▶ Wymagania zadań:
(a) Proszę streścić fragment o książce „Czerwona królowa” w dwóch zdaniach.
(b) Dopisz dalszy ciąg fragmentu o książce „Czerwona królowa”, zaczynając od miejsca po jego ostatnim zdaniu.

▶ Podany fragment:
■ ■ ■ ■

25. Victoria Aveyard - Czerwona królowa


Tytuł: Czerwona królowa
Tytuł oryginalny: The Red Queen
Autor: Victoria Aveyard
Tłumaczenie: Adriana Sokołowska
Wydawnictwo: Moondrive, Wydawnictwo Otwarte
Ilość stron: 478
Moja ocena: 8 / 10

OPIS Z OKŁADKI
Mare Molly Barrow, urodzona 17 listopada 302 roku Nowej Ery, córka Daniela i Ruth Barrowów - recytuje z pamięci Tyberiasz, streszczając moje życie. - Nie masz zawodu
i w dniu następnych urodzin masz wstąpić do wojska. Chodzisz do szkoły nieregularnie, osiągasz słabe wyniki i masz na swoim koncie wykroczenia, za które w większości miast trafiłabyś  do więzienia. Kradzieże, przemyt, stawianie oporu podczas aresztowania to zaledwie początek listy. Ogólnie rzecz biorąc, jesteś biedna, nieokrzesana, niemoralna, mało inteligentna, zgorzkniała, uparta
i przynosisz hańbę swojej wiosce i królestwu. [...] A mimo to, jest w Tobie coś więcej. - Król wstaje, ja zaś przyglądam się z bliska jego koronie.
Jej końce są nieprzeciętnie ostre. Jak sztylety.
- Coś, czego nie mogę pojąć. Jesteś jednocześnie Czerwoną i Srebrną.

■ ■ ■ ■

▶ Dostarczone dane:
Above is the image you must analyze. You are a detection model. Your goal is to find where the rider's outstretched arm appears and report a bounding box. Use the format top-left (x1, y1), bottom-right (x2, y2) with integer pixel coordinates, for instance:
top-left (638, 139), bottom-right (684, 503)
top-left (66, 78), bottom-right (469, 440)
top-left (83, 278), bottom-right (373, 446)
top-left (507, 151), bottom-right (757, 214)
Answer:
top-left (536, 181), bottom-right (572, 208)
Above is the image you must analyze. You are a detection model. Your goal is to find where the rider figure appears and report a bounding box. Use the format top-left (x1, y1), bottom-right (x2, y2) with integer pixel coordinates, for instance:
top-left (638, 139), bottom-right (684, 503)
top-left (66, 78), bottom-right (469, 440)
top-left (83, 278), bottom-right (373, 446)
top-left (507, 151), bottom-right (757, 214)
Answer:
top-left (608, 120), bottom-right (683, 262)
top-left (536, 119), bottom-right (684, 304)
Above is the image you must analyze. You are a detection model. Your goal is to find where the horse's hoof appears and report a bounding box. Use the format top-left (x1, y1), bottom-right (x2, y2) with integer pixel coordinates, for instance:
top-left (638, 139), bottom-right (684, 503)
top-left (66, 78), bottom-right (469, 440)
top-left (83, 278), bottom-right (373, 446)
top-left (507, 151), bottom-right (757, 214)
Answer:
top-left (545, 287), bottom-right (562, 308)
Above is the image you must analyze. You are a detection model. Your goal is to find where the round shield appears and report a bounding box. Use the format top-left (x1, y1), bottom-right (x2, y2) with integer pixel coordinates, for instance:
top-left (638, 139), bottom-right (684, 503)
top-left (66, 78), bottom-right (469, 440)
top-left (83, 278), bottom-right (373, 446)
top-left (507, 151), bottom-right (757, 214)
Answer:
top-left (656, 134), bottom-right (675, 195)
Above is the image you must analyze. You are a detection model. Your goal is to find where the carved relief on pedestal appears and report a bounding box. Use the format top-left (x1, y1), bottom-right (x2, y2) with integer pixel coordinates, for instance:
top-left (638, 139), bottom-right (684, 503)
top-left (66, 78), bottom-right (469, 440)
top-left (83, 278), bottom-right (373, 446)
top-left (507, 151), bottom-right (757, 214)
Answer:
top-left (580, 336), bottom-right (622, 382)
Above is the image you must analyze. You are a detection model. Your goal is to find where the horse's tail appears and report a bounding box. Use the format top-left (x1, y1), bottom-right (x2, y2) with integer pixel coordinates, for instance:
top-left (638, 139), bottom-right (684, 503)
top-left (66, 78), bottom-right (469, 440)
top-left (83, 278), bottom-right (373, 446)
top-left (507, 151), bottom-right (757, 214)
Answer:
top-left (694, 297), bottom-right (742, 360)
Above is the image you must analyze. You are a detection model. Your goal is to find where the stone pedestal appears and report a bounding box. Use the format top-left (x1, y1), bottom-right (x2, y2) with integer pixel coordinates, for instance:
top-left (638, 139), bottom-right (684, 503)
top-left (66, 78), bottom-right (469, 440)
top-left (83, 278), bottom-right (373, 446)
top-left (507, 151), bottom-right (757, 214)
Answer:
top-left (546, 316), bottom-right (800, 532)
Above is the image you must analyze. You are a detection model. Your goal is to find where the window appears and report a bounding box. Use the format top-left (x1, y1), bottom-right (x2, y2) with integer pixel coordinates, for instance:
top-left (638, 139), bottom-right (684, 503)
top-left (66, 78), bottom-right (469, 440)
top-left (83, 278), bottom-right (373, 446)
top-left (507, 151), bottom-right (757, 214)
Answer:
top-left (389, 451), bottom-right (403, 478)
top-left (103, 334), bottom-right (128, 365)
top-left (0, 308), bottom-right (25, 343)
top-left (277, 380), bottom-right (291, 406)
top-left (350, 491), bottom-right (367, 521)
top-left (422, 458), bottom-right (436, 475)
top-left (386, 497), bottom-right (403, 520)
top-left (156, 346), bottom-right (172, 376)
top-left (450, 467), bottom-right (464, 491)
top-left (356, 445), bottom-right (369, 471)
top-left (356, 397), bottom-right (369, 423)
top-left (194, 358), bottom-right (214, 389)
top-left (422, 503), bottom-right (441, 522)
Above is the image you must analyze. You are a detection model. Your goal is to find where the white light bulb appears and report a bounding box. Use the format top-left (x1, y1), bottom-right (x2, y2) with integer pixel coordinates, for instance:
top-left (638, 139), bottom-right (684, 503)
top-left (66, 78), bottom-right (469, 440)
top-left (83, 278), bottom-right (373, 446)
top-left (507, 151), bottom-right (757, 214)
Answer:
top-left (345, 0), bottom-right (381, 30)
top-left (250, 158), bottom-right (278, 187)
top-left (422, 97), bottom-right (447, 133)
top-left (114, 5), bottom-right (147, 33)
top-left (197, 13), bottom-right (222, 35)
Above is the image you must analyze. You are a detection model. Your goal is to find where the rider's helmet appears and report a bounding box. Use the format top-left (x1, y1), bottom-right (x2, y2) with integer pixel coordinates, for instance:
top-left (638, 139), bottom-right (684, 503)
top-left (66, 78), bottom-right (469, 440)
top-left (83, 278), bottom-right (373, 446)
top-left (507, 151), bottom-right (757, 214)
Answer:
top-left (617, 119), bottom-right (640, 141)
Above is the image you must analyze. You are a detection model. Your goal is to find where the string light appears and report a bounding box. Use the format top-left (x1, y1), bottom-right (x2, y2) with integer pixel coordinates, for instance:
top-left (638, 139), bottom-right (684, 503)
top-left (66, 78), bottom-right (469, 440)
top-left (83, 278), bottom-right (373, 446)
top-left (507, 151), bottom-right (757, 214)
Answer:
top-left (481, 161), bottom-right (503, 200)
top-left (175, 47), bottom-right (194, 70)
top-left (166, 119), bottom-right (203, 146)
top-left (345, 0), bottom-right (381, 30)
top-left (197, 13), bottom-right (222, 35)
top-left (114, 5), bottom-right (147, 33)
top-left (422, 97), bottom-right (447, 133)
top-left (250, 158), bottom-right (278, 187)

■ ■ ■ ■

▶ Wyniki zadań:
(a) Fragment podaje dane książki „Czerwona królowa” Victorii Aveyard w tłumaczeniu Adriany Sokołowskiej, wydanej przez Moondrive i Wydawnictwo Otwarte, liczącej 478 stron i ocenionej na 8/10. Opis z okładki przytacza słowa Tyberiasza, który wylicza pochodzenie, brak zawodu, słabe wyniki w szkole i wykroczenia Mare Molly Barrow, a kończy się stwierdzeniem, że jest w niej coś więcej, bo jest jednocześnie Czerwoną i Srebrną.

(b)
Ta osobliwość pociąga za sobą potworne konsekwencje, których nie jesteś w stanie zrozumieć. Co zatem mam z tobą począć?

,,Mieszkańcy Norty dzielą się, ze względu na kolor krwi, na Srebrnych - arystokratów o nadprzyrodzonych umiejętnościach, i Czerwonych - zwykłych ludzi wykorzystywanych jako tania siła robocza i przymusowo wysyłanych na wojnę, która toczy się od prawie stu lat. Właśnie taki los czeka wkrótce siedemnastoletnią Mare Barrow. Wydaje się, że dziewczyna ma jedynie złodziejski talent, ale gdy trafia na królewski dwór jako służąca, odkrywa w sobie moc, która dla Srebrnych stanowi ogromne niebezpieczeństwo. Tymczasem w wyniszczonym kraju robi się coraz bardziej niespokojnie. Na sile przybierają ataki tajemniczej Szkarłatnej Gwardii walczącej o wyzwolenie Czerwonych..."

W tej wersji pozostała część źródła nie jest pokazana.